#### Quoted passage:

◇ ◇ ◇

Nuclear startup raises millions in seed funding

22 June 2021


The German-Canadian nuclear startup Dual Fluid, founded in January 2021, has successfully completed its first investment round. The round was fully subscribed as planned. Private investors raised almost seven million Canadian dollars.

With the funds raised, the nuclear startup plans to increase its staff and build its own premises in order to propel the development of the novel dual fluid reactor to series production maturity. This includes building up laboratory capacity as well as collaborating with renowned research institutes to develop an initial safety analysis in accordance with international regulatory standards. In this context, very rarely occurring operating conditions are investigated in detail using mathematical models. The findings will be used for the upcoming licensing procedure. 

CEO Götz Ruprecht says: “Our physical simulation calculations have already shown that the dual fluid reactor is feasible and inherently safe. Now we focus on preparing the licensing process and starting the practical work.”

Part of the overall concept is a nuclear recycling plant that can efficiently separate nuclear waste by type. In combination with the dual fluid reactor, this will make a geological repository obsolete. 

The next investment round is to be in one and a half to two years’ time and will also address institutional investors.

Dual Fluid is described as an inherently safe nuclear reactor that is ten times more efficient than today's pressurised water reactors. It is patent-protected worldwide. 

As a fast reactor, the Dual Fluid reactor can use any fissile material: uranium, thorium or processed nuclear waste. The remaining fission products decay after only a few hundred years. Due to its high operating temperatures, a larger dual fluid power plant can produce synthetic fuels at competitive prices. 

The dual fluid reactor (DFR) is a reactor concept of a private German research institute, the Institute for Solid-State Nuclear Physics. It combines the characteristics of a molten salt reactor with those of a liquid metal cooled reactor, and as such is said to meet the criteria for reactors of the Generation IV International Forum. The fuel is a molten solution of actinide salts, a group that includes uranium, thorium and plutonium, while the cooling is provided by molten lead in a separate loop. Due to the high thermal conductivity of the molten metal, the DFR is an inherently safe reactor – the decay heat can be removed passively. 

If the reactor works as intended, the U-238 of a spent nuclear fuel element -about 1 ton in weight - could be completely dissolved in Cl-salt, including the problematic long-living transuranic parts. Complete breeding and fission could power a 1 GW thermal DFR for about 2.5 years. After that time the element would be completely converted into fission products and the need for storage in a final deposition for nuclear waste would be reduced from 1 million to about 300 years.

◇ ◇ ◇

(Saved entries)
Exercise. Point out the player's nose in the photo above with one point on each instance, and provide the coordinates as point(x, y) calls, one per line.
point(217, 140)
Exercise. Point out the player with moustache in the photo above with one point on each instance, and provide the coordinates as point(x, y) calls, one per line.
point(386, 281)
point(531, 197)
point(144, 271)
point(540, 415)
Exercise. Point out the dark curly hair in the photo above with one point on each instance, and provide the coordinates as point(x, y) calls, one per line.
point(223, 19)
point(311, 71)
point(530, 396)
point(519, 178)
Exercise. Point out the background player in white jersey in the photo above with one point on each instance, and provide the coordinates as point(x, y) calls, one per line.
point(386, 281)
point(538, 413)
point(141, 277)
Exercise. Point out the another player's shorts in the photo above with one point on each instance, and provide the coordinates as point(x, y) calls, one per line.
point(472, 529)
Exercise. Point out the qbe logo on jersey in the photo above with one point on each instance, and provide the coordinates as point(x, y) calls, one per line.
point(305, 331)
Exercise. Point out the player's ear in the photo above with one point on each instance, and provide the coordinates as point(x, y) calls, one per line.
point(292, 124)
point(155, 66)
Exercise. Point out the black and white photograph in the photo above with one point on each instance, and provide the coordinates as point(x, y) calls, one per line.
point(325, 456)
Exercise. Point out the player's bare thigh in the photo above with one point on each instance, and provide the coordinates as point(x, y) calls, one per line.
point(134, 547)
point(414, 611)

◇ ◇ ◇

#### To do:
- 1) Summarize the article on Dual Fluid's seed funding in two sentences.
- 2) Reproduce word for word the passage of the article on Dual Fluid's seed funding from "Part of the" up to and including "geological repository obsolete.".

#### Replies:
- 1) Dual Fluid, a German-Canadian nuclear startup founded in January 2021, completed its first investment round, in which private investors raised almost seven million Canadian dollars. The company plans to use the funds to increase its staff, build its own premises and propel the development of its dual fluid reactor to series production maturity, including an initial safety analysis whose findings will be used for the upcoming licensing procedure.

- 2)
Part of the overall concept is a nuclear recycling plant that can efficiently separate nuclear waste by type. In combination with the dual fluid reactor, this will make a geological repository obsolete.